Quoted text ::
= = = = = = =

Re: [merged mm-stable] mm-thp-check-and-bail-out-if-page-in-deferred-queue-already.patch removed from -mm tree

Yang Shi <shy828301@xxxxxxxxx> · Wed, 18 Jan 2023 17:31:48 -0800

On Wed, Jan 18, 2023 at 5:15 PM Andrew Morton <akpm@xxxxxxxxxxxxxxxxxxxx> wrote:
>
>
> The quilt patch titled
>      Subject: mm/thp: check and bail out if page in deferred queue already
> has been removed from the -mm tree.  Its filename was
>      mm-thp-check-and-bail-out-if-page-in-deferred-queue-already.patch
>
> This patch was dropped because it was merged into the mm-stable branch
> of git://git.kernel.org/pub/scm/linux/kernel/git/akpm/mm
>
> ------------------------------------------------------
> From: Yin Fengwei <fengwei.yin@xxxxxxxxx>
> Subject: mm/thp: check and bail out if page in deferred queue already
> Date: Fri, 23 Dec 2022 21:52:07 +0800
>
> Kernel build regression with LLVM was reported here:
> https://lore.kernel.org/all/Y1GCYXGtEVZbcv%2F5@dev-arch.thelio-3990X/ with
> commit f35b5d7d676e ("mm: align larger anonymous mappings on THP
> boundaries").  And the commit f35b5d7d676e was reverted.

= = = = = = =

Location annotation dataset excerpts
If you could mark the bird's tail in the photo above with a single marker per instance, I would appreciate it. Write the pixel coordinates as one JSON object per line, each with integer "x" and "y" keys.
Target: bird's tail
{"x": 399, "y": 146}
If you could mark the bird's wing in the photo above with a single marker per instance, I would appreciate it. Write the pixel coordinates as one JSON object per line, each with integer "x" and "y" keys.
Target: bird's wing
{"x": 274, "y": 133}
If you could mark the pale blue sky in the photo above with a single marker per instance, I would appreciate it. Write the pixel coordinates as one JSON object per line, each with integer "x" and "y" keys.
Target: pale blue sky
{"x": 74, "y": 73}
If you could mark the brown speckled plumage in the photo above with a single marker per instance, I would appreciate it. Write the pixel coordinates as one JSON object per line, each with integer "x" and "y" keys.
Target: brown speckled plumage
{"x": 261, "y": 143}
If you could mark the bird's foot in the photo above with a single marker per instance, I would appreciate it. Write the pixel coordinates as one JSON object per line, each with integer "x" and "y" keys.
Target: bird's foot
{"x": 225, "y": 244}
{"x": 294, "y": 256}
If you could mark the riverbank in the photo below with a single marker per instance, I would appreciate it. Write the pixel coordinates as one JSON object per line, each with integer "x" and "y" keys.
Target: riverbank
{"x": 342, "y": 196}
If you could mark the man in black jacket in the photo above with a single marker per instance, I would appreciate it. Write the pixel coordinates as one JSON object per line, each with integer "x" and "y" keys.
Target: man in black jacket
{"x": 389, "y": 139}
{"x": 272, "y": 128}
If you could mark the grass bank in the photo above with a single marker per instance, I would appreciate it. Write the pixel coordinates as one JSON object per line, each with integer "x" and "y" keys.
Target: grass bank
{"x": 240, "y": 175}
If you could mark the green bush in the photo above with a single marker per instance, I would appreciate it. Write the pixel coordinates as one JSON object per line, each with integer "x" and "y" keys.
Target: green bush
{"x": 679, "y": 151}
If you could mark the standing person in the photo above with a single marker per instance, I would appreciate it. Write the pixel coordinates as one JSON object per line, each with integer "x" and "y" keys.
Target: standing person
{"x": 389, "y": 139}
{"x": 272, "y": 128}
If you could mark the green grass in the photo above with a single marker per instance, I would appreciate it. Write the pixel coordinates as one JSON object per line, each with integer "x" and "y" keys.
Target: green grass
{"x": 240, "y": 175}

= = = = = = =

Short problem 1 :: Summarize the mailing-list message about the THP patch in two sentences.
Short problem 2 :: According to the mailing-list message about the THP patch, why was the patch dropped from the -mm tree?
Short problem 3 :: Extend the mailing-list message about the THP patch, beginning right after its final sentence.

Exercise result 1 :: Yang Shi quotes a notice from Andrew Morton saying that the quilt patch "mm/thp: check and bail out if page in deferred queue already," submitted by Yin Fengwei, was removed from the -mm tree because it was merged into the mm-stable branch. The quoted patch description begins by noting that a kernel build regression with LLVM was reported with commit f35b5d7d676e, which was then reverted.

Exercise result 2 :: It was merged into the mm-stable branch.

Exercise result 3 ::
>
> It turned out the regression is related with madvise(MADV_DONTNEED)
> was used by ld.lld. But with none PMD_SIZE aligned parameter len.
> trace-bpfcc captured:
> 531607  531732  ld.lld          do_madvise.part.0 start: 0x7feca9000000, len: 0x7fb000, behavior: 0x4
> 531607  531793  ld.lld          do_madvise.part.0 start: 0x7fec86a00000, len: 0x7fb000, behavior: 0x4

This just reminds me that we should reinstantiate Rik's commit?

>
> If the underneath physical page is THP, the madvise(MADV_DONTNEED) can
> trigger split_queue_lock contention raised significantly. perf showed
> following data:
>     14.85%     0.00%  ld.lld           [kernel.kallsyms]           [k]
>        entry_SYSCALL_64_after_hwframe
>            11.52%
>                 entry_SYSCALL_64_after_hwframe
>                 do_syscall_64
>                 __x64_sys_madvise
>                 do_madvise.part.0
>                 zap_page_range
>                 unmap_single_vma
>                 unmap_page_range
>                 page_remove_rmap
>                 deferred_split_huge_page
>                 __lock_text_start
>                 native_queued_spin_lock_slowpath
>
> If THP can't be removed from rmap as whole THP, partial THP will be
> removed from rmap by removing sub-pages from rmap.  Even the THP head page
> is added to deferred queue already, the split_queue_lock will be acquired
> and check whether the THP head page is in the queue already.  Thus, the
> contention of split_queue_lock is raised.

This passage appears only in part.